Required work ▸ Extract the full listing verbatim and drop any pictures from your copy.

Materials provided ▸

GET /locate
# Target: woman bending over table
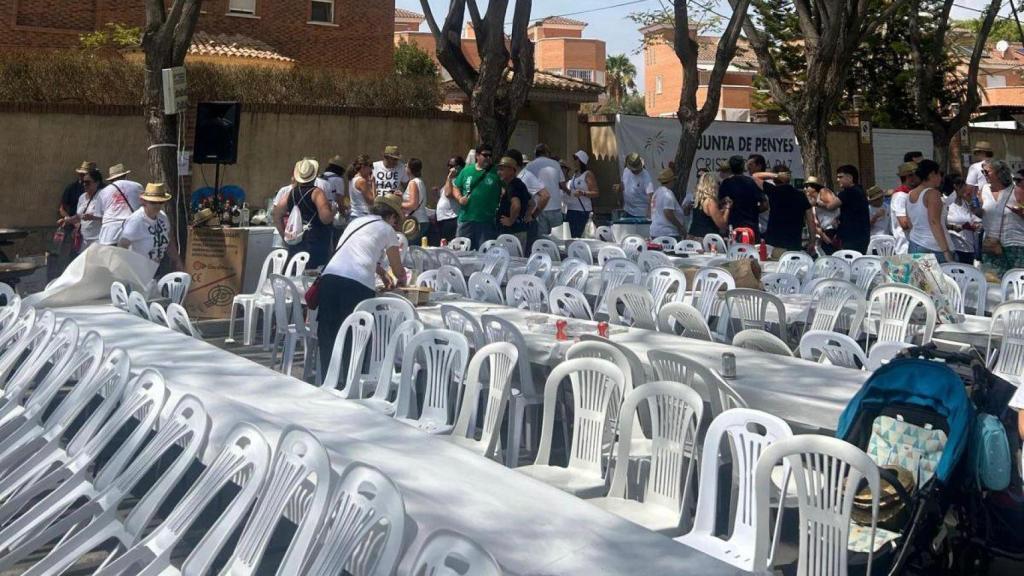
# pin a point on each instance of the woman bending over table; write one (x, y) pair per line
(349, 277)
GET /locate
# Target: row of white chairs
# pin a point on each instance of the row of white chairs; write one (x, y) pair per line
(49, 465)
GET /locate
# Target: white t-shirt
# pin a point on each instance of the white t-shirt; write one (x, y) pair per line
(659, 224)
(550, 173)
(363, 246)
(389, 179)
(150, 238)
(636, 193)
(116, 207)
(89, 229)
(898, 209)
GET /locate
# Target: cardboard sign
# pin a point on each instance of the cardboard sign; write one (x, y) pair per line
(216, 261)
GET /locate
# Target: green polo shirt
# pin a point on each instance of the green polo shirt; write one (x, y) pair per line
(483, 191)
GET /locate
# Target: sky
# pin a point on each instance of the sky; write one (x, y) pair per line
(608, 18)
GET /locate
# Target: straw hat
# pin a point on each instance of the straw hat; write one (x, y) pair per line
(86, 167)
(982, 146)
(305, 170)
(117, 171)
(156, 193)
(907, 168)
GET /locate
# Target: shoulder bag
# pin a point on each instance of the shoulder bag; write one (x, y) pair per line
(312, 293)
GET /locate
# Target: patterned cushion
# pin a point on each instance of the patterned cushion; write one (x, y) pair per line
(913, 448)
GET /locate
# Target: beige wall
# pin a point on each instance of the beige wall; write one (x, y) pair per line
(41, 151)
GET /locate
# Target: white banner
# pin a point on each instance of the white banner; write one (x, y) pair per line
(656, 139)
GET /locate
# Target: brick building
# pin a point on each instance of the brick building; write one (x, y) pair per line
(664, 75)
(355, 35)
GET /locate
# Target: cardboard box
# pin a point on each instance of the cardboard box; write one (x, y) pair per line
(216, 260)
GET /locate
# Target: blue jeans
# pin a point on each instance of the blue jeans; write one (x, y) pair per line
(477, 233)
(919, 249)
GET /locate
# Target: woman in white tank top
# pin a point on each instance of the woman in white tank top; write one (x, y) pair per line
(927, 211)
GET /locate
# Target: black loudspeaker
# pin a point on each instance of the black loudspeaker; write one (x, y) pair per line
(216, 133)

Solution to the exercise ▸
GET /locate
# Target: woman bending over table
# pin a point on each instance of the woman bending over table; write one (x, y) pair per line
(349, 277)
GET /locate
# Target: row of white chairs
# pin a point on each instance of the row of white chairs; write one (x, y) pair per line
(49, 465)
GET /locate
# Target: white t-shirt
# pin a point on each instance of the white t-shirt; write one (x, y) pair per line
(659, 224)
(550, 173)
(363, 246)
(389, 179)
(150, 238)
(636, 193)
(116, 207)
(89, 229)
(898, 209)
GET /locate
# Target: cardboard sign
# pin a point on each instance of the cardboard sign; write one (x, y) pair per line
(216, 261)
GET /locate
# Target: green polo shirt
# pin a point on each instance of the green polo shirt; write one (x, y) pair per line
(483, 191)
GET /locate
# Target: sky
# pin a point on each instance of the sky; write one (x, y) pair per line
(608, 18)
GET /locate
# Target: straw hat
# pin a point on each instance of the straw hat; write one (x, y) pair per line
(86, 167)
(982, 146)
(305, 170)
(117, 171)
(156, 193)
(907, 168)
GET /locate
# Target: shoulder bag
# pin a point on each instance of the shoulder bag; write one (x, y) pair per line
(312, 293)
GET /locate
# Target: patterned cushion
# pin a point on each instance of the patterned cushion; write one (x, y) pair per line
(913, 448)
GET /locate
# Target: beige wall
# pin a point on each instance of the beige wall; write one (x, y) pair per line
(41, 151)
GET /locate
# Target: white banner
# pin a point on each instance of the white banner; write one (x, y) pair per line
(656, 139)
GET /locate
# Target: brick building
# pin a point on each instance of the brick building; write one (x, y) pair per line
(664, 75)
(355, 35)
GET /locate
# Target: cardboard box
# pin a point on each instance of the cardboard box; write one (x, y) pair per line
(216, 260)
GET /locate
# Target: blue jeans
# pin a point on each instance of the blue jeans; write one (x, y) pair per line
(477, 233)
(919, 249)
GET /locate
# Target: woman in white tank top
# pin a point on each instance of the woman in white tank top; write one (x, y) pair per line
(927, 211)
GET /locate
# Target: black loudspeaker
# pin a point on each instance of the black loudspeaker; write one (x, y) pair per line
(216, 133)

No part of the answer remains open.